## The input
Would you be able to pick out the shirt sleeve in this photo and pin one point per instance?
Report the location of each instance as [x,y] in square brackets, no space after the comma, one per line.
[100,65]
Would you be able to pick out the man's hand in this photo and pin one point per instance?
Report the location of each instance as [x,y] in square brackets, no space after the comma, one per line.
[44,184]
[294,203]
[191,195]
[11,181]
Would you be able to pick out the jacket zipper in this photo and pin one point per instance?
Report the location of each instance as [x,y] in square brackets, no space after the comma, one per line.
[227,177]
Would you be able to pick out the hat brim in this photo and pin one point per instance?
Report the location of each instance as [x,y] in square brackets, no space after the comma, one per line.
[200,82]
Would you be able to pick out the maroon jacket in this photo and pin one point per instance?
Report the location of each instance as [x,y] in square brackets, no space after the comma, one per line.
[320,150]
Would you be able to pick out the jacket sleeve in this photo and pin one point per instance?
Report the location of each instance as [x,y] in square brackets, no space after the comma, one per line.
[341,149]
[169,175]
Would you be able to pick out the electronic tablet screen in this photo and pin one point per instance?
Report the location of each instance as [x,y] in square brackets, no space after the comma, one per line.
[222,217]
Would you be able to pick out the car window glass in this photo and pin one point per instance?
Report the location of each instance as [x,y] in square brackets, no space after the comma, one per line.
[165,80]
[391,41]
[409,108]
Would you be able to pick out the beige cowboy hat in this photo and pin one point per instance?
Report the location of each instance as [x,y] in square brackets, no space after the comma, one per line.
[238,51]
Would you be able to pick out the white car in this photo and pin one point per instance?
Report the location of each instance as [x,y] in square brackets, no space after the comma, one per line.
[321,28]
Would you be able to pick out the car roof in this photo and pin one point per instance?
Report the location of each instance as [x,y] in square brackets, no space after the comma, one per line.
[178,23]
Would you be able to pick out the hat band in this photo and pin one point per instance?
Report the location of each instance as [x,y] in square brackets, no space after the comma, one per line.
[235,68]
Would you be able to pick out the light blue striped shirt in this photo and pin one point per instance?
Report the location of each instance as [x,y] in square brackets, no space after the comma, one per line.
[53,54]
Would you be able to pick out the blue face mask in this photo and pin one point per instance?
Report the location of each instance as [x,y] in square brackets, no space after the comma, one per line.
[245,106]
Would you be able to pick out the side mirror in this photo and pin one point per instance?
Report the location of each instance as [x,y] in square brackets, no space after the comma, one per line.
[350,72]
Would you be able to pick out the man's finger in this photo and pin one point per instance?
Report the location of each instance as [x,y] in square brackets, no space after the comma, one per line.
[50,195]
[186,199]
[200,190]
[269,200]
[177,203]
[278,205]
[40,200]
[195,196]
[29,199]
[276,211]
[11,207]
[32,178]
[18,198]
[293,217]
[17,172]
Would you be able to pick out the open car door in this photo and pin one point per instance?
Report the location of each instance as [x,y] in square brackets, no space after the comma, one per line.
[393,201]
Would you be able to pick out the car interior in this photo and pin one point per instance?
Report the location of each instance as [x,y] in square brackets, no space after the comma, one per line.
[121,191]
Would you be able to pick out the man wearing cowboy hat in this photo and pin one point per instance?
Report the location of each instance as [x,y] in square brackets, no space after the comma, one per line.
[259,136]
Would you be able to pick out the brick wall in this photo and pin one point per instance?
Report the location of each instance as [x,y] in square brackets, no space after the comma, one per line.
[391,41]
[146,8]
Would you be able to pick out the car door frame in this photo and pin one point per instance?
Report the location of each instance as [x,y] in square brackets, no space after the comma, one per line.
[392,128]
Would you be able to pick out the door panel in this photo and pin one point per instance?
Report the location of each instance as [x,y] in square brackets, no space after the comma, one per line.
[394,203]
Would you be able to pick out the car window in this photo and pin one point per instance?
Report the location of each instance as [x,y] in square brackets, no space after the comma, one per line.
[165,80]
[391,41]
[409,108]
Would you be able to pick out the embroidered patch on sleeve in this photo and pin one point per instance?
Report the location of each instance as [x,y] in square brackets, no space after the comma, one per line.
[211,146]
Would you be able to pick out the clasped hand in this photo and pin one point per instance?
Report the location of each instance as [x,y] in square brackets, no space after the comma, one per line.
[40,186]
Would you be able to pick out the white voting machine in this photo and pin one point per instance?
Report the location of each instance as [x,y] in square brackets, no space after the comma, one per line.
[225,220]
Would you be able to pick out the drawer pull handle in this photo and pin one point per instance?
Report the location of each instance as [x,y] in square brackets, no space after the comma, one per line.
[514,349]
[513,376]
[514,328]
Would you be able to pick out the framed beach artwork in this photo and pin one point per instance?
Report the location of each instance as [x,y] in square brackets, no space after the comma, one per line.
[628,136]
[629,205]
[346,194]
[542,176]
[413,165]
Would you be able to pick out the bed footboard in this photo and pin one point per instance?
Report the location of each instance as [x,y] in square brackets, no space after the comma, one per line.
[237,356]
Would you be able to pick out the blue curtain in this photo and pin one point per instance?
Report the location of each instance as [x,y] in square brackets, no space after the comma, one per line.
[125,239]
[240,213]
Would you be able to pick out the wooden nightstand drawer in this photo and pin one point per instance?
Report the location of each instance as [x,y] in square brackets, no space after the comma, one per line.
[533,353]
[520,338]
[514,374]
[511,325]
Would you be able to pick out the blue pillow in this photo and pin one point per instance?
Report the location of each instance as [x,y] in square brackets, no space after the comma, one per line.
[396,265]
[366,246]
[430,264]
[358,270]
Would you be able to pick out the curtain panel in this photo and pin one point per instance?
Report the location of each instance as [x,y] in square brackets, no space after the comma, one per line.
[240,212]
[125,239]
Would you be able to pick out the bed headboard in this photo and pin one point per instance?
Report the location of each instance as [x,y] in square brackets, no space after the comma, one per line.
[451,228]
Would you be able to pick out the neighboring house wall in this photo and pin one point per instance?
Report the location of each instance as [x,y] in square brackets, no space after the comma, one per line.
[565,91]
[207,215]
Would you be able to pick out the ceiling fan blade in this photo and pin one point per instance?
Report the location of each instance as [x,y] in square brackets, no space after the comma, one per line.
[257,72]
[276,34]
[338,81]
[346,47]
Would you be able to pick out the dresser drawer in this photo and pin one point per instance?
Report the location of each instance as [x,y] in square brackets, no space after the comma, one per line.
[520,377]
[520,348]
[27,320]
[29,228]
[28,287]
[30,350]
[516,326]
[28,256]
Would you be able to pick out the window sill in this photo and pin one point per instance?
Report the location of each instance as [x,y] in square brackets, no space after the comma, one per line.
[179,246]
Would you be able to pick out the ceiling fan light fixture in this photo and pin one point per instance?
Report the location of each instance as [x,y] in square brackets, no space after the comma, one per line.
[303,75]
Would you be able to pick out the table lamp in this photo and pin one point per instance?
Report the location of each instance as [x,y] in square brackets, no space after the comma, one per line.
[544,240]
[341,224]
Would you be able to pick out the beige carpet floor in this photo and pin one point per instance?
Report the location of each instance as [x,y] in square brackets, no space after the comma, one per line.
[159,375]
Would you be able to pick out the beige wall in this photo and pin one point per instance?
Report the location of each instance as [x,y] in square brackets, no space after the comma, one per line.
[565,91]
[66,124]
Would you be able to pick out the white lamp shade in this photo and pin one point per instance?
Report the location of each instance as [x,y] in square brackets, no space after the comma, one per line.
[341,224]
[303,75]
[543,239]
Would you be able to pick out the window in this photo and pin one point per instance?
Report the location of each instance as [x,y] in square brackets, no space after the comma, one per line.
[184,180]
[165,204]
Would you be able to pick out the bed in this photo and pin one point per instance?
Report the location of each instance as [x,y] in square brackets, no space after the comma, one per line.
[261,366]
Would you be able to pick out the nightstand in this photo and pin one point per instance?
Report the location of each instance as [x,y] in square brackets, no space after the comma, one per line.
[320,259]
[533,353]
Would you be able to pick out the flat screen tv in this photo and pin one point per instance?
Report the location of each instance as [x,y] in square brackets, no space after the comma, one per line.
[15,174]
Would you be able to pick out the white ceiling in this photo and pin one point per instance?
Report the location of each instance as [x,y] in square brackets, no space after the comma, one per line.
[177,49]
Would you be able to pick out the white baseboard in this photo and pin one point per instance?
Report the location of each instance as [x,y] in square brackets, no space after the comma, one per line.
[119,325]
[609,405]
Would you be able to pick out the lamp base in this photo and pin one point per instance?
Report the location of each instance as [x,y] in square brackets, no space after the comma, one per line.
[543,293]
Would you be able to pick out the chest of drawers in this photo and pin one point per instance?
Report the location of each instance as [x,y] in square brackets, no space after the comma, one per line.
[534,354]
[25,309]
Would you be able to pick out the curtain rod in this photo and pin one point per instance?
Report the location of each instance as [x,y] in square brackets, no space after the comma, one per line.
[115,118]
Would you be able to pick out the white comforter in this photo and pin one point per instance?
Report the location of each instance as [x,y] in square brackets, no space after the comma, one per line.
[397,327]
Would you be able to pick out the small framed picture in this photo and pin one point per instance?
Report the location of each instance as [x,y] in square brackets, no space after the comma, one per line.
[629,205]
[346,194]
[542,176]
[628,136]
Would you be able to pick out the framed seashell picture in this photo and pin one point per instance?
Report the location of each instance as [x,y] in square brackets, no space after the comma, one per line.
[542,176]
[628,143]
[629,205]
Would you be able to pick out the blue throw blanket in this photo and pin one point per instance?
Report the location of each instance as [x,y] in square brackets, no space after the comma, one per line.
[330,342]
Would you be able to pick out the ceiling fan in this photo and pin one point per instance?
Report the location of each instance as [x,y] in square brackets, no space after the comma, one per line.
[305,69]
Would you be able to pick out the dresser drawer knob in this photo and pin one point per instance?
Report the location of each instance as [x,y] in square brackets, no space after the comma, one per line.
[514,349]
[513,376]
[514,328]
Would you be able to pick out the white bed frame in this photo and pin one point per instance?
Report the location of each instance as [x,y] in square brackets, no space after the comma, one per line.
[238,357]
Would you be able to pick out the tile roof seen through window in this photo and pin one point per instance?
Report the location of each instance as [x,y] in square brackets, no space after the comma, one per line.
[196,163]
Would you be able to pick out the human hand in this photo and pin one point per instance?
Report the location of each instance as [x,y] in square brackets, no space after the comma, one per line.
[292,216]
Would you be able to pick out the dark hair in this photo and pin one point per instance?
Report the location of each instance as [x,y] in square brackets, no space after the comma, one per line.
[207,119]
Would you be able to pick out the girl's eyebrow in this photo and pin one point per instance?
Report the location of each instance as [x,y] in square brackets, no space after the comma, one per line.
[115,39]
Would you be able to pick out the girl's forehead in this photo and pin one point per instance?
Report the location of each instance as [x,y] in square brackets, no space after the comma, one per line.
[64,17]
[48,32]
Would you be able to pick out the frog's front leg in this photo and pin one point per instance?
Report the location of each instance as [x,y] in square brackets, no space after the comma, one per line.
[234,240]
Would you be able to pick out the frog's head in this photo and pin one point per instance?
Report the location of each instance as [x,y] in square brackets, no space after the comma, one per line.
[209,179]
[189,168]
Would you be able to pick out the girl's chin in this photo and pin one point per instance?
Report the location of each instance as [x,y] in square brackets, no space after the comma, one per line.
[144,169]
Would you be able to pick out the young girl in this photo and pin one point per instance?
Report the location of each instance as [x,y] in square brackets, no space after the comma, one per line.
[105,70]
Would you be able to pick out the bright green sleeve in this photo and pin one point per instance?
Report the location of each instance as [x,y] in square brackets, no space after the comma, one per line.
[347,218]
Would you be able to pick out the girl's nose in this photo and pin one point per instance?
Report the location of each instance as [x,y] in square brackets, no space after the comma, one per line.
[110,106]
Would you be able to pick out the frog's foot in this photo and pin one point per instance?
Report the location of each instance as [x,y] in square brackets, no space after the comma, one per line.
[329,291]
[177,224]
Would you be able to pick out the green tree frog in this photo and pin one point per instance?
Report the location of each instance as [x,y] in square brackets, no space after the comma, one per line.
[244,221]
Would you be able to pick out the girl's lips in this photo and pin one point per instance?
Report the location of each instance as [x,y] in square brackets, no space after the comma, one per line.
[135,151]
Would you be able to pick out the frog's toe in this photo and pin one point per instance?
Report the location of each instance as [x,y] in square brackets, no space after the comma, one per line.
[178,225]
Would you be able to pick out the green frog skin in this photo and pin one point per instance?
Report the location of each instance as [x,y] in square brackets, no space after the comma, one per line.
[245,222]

## The request
Each line from the one containing "Would you be able to pick out the frog's foot" through the end of the entries, both included, is to be returned exactly, with no other lines.

## Right answer
Would you be able to pick out the frog's foot in this photo and pin one point per instance?
Report the location of each instance as [x,y] in square brackets, no space after the comma, one per line.
[329,291]
[177,224]
Would you be able to pick out the green tree frog in this photo and pin one point per instance?
Report the location of each instance as [x,y] in square brackets, no space after the comma, one per line.
[244,221]
Would you be able to pick out the girl's lips in this photo and pin one point per instance?
Report the location of each instance as [x,y] in square brackets, no space after the comma, one per line.
[135,151]
Would you be able to pick out the frog's toe in this photo and pin one point per instance?
Report the location of each instance as [x,y] in square brackets, no space after the comma, one per line.
[178,225]
Would you be able to pick out the green frog skin in this photo and pin one point per instance?
Report the location of each instance as [x,y] in square brackets, no space after the comma, one per line.
[245,222]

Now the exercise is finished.